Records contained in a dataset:
--- --- ---
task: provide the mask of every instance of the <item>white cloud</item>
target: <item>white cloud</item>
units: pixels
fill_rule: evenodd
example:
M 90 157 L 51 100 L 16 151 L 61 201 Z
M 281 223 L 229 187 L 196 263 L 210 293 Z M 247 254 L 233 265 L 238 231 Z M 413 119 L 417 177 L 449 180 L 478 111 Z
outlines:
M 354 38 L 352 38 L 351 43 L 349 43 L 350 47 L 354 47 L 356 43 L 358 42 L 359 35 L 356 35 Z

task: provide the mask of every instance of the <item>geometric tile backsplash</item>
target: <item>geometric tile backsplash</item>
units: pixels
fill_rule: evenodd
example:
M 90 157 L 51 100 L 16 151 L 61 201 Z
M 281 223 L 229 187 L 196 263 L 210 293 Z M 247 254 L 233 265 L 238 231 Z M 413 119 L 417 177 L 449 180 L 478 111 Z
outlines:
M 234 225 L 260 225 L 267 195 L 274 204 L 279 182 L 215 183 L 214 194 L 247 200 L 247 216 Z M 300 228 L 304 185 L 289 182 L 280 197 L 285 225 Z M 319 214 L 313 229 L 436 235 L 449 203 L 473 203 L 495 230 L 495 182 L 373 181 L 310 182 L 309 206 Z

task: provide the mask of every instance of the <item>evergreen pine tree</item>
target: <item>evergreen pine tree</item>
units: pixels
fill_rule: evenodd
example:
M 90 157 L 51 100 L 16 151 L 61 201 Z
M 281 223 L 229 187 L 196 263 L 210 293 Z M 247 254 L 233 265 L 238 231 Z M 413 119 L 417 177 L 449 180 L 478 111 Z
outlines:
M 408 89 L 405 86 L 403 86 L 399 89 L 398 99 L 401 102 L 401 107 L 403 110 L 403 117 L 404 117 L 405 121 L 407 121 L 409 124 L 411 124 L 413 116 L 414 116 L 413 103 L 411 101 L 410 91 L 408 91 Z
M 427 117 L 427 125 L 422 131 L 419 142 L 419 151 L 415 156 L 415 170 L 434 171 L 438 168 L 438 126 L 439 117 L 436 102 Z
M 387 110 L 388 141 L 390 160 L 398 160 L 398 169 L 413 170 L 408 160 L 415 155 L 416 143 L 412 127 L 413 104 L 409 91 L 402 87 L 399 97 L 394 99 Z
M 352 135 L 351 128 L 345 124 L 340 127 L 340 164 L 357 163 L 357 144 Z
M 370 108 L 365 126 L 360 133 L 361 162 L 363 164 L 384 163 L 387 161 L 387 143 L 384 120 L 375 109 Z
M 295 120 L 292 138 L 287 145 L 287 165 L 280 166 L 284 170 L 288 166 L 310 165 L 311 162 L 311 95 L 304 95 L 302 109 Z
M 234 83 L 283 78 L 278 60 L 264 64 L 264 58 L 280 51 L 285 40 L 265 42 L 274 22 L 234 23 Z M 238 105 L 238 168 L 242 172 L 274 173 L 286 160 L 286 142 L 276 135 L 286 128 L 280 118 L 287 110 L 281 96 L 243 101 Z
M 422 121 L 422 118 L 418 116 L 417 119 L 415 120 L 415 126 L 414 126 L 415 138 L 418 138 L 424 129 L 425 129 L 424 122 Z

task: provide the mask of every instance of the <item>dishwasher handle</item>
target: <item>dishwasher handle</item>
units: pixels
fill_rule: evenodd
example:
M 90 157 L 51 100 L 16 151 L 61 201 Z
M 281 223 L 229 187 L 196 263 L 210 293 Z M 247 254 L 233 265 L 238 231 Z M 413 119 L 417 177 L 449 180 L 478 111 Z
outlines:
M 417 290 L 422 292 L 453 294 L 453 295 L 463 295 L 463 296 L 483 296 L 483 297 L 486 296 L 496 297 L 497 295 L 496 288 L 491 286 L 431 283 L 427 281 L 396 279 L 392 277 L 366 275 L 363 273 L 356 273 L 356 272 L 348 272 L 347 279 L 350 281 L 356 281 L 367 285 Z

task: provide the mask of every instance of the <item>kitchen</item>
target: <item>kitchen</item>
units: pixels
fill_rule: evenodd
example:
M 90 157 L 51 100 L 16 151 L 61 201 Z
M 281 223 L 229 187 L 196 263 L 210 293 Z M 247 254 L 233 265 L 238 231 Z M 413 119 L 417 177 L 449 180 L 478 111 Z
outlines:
--- --- ---
## Exercise
Scan the records for the word "dishwasher" and copy every line where it is found.

## Written response
task: provide the mask of every instance of the <item>dishwasher handle</item>
target: <item>dishwasher handle</item>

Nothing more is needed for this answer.